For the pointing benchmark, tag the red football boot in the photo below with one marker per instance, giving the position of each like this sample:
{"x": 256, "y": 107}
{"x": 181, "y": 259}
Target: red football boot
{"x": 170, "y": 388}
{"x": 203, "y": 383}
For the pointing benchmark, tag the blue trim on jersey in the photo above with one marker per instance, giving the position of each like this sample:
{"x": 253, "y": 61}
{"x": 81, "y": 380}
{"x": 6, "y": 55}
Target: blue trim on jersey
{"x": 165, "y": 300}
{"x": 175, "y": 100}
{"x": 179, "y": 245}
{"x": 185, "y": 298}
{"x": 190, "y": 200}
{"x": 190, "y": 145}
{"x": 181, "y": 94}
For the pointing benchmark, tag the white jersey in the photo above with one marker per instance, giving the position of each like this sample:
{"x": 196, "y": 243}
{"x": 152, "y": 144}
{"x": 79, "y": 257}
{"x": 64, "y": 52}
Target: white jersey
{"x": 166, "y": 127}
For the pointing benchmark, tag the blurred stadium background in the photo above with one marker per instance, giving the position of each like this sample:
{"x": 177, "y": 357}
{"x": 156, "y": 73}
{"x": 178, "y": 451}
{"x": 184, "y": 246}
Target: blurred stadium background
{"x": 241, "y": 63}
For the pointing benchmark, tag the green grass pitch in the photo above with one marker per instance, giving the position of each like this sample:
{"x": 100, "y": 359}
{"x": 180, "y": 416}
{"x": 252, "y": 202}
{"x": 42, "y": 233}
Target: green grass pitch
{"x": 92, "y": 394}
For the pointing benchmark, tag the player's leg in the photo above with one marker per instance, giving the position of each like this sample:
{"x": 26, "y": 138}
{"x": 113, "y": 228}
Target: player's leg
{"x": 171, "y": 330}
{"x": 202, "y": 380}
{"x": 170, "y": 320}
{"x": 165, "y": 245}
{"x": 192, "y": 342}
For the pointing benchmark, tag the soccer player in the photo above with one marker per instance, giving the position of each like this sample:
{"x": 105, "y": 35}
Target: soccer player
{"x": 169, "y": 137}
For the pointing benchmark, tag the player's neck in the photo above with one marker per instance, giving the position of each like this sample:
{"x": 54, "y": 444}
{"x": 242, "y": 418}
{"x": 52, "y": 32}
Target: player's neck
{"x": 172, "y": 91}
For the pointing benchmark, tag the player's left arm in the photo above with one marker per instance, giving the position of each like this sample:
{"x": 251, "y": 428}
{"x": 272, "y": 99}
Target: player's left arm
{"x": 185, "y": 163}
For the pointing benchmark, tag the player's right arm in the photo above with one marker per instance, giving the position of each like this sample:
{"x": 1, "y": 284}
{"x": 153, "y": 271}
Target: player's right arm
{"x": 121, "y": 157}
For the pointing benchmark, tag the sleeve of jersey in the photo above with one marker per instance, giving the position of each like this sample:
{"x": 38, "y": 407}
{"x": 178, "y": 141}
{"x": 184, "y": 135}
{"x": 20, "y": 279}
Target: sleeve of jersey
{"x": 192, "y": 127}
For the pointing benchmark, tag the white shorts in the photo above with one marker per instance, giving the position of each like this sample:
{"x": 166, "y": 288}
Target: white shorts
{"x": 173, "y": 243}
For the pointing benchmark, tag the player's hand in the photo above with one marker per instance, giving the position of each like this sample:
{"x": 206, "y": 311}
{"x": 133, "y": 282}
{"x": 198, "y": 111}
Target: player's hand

:::

● Requirements
Please copy all the records above line for line, without changing anything.

● Response for this exercise
For the pointing benchmark, tag the red football boot in the photo below with one marker per instance, giving the position of each like this sample:
{"x": 256, "y": 107}
{"x": 181, "y": 259}
Target: red football boot
{"x": 170, "y": 388}
{"x": 203, "y": 383}
For the pointing benchmark, tag the blue trim on jersey in the photo above with one marker per instance, giving the position of each like this sample:
{"x": 253, "y": 61}
{"x": 81, "y": 380}
{"x": 6, "y": 55}
Target: blue trim on jersey
{"x": 165, "y": 300}
{"x": 175, "y": 100}
{"x": 179, "y": 245}
{"x": 185, "y": 298}
{"x": 190, "y": 200}
{"x": 190, "y": 145}
{"x": 181, "y": 94}
For the pointing benchmark, tag the white jersey in the photo above with one marker per instance, giving the position of each like this sample:
{"x": 196, "y": 243}
{"x": 152, "y": 144}
{"x": 79, "y": 257}
{"x": 64, "y": 52}
Target: white jersey
{"x": 166, "y": 127}
For the pointing benchmark, tag the blurred stadium background in the photo above with one marker per instance, giving the position of each like this sample:
{"x": 177, "y": 357}
{"x": 156, "y": 73}
{"x": 178, "y": 451}
{"x": 184, "y": 246}
Target: blurred stadium background
{"x": 241, "y": 63}
For the pointing benchmark, tag the green grass pitch in the photo above with one marker per instance, giving the position of each like this sample:
{"x": 100, "y": 359}
{"x": 180, "y": 416}
{"x": 252, "y": 202}
{"x": 42, "y": 233}
Target: green grass pitch
{"x": 92, "y": 394}
For the pointing benchmark, tag the player's leg in the photo above with one marker per instance, giving the position of each like this sample:
{"x": 26, "y": 138}
{"x": 113, "y": 228}
Target: player's leg
{"x": 171, "y": 330}
{"x": 202, "y": 380}
{"x": 170, "y": 320}
{"x": 165, "y": 245}
{"x": 192, "y": 342}
For the pointing benchmark, tag the soccer player in the photo above with one marker per instance, giving the position of each like this sample:
{"x": 105, "y": 35}
Target: soccer player
{"x": 169, "y": 137}
For the pointing benchmark, tag the player's neck in the photo above with one marker per instance, giving the position of each like this sample:
{"x": 54, "y": 444}
{"x": 242, "y": 418}
{"x": 52, "y": 32}
Target: player's neck
{"x": 172, "y": 91}
For the pointing benchmark, tag the player's left arm in the photo above with one marker per instance, giving the position of each like this sample:
{"x": 251, "y": 428}
{"x": 272, "y": 99}
Target: player's left arm
{"x": 185, "y": 163}
For the pointing benchmark, tag the player's right arm in the photo above with one marker per instance, giving the position of each like this sample:
{"x": 1, "y": 284}
{"x": 153, "y": 271}
Target: player's right arm
{"x": 121, "y": 157}
For the pointing benchmark, tag the sleeve of jersey in the photo above with one marker per instance, giving the position of each like this sample:
{"x": 38, "y": 407}
{"x": 178, "y": 141}
{"x": 184, "y": 135}
{"x": 20, "y": 279}
Target: sleeve of jersey
{"x": 192, "y": 127}
For the pointing benchmark, tag the white shorts in the photo above with one marker per instance, giving the position of each like this sample:
{"x": 166, "y": 288}
Target: white shorts
{"x": 173, "y": 243}
For the pointing benchmark, tag the player's hand in the photo above with one marker per instance, giving the position of each like this sample:
{"x": 206, "y": 311}
{"x": 133, "y": 282}
{"x": 198, "y": 111}
Target: player's hand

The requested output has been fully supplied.